**Selected text**:

Former Miss USA contestant Carrie Prejean, who became infamous in 2009 with an oddly worded statement against marriage equality, is back in the news as an opponent of masks for COVID-19 prevention.
The onetime beauty queen, now Carrie Prejean Boller, went on an antimask rant at a recent meeting of the Encinitas, Calif., school board; it was captured on video and circulated on Twitter. Wearing a T-shirt emblazoned "Mama," she termed herself a "Mama Bear" and said she and other parents would be unmasking their children. "The pandemic is over," she declared.
Actually, it's not -- California reported 91,505 new cases in the past week and 618 deaths from the disease, according to Johns Hopkins University, and other states are in much worse shape. But Boller claimed that masks are an infringement on freedom and even called mask mandates abusive. "We do not consent to the lies, fear-mongering, and abuse -- you all know it's abuse," she said. She told board members that she and like-minded people would be running for the school board and "make sure that none of you ever serve in a public space ever again!"
Boller has embraced many far-right views during her time in the public sphere, beginning with the 2009 Miss Universe pageant. She was representing California and was asked by pageant judge Perez Hilton, a gay man, if she supported same-sex couples' right to marry.
"We live in a land where you can choose same-sex marriage or opposite marriage," she said. "I believe that marriage should be between a man and a woman, no offense to anybody out there. But that's how I was raised, and I believe that it should be between a man and a woman."
She received much blowback from LGBTQ+ rights activists but became a darling of conservatives, including the National Organization for Marriage, which fought a losing battle against marriage equality for years. The hard right even looked the other way when it emerged that she had made sexually explicit videos of herself to share with a boyfriend.
She is now married to former NFL quarterback Kyle Boller. She has been a major supporter of Donald Trump, claimed he actually won reelection as president last year, and praised him as a champion of so-called traditional values. But back in 2009, when she was trying to rehabilitate her reputation after the erotic videos were leaked, Trump said, "only half-jokingly," that "she should become a major porn star," gossip column Page Six reported at the time. Trump was then owner of the Miss Universe organization, which includes the Miss USA pageant.

**Instructions to follow**:
Transcribe the passage from the article on Carrie Prejean Boller between "Former Miss USA" and "for COVID-19 prevention.", inclusive.

Descriptions of regions in natural language
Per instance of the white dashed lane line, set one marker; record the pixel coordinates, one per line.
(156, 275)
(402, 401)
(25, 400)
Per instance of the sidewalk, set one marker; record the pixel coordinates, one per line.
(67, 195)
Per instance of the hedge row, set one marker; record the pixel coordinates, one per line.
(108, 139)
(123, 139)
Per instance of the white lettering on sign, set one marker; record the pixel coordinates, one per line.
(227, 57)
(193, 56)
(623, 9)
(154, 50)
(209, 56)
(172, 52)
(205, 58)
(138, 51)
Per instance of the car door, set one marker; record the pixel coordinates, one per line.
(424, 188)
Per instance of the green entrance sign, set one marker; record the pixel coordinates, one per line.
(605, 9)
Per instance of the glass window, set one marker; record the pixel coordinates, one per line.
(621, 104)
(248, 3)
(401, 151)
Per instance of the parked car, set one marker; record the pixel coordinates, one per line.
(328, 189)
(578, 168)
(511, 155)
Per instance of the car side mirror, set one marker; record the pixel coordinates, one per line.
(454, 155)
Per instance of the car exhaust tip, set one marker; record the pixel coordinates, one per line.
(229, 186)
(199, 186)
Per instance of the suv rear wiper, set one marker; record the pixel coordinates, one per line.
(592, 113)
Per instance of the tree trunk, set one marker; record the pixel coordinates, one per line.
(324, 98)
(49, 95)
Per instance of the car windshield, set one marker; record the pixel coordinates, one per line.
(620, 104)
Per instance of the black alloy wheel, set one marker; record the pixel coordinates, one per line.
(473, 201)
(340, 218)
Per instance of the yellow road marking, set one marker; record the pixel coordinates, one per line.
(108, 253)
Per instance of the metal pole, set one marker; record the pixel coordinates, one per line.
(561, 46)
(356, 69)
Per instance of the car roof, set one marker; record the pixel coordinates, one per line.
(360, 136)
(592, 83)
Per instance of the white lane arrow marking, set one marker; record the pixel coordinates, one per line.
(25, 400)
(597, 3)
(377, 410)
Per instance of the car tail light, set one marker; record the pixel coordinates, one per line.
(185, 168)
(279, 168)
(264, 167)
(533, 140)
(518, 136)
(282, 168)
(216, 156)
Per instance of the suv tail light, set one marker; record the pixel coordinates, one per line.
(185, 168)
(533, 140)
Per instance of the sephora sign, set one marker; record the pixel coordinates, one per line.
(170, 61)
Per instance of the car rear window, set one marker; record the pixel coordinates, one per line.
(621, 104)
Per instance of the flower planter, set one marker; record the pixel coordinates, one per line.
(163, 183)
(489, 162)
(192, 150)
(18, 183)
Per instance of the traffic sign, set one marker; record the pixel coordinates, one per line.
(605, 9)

**Result**:
Former Miss USA contestant Carrie Prejean, who became infamous in 2009 with an oddly worded statement against marriage equality, is back in the news as an opponent of masks for COVID-19 prevention.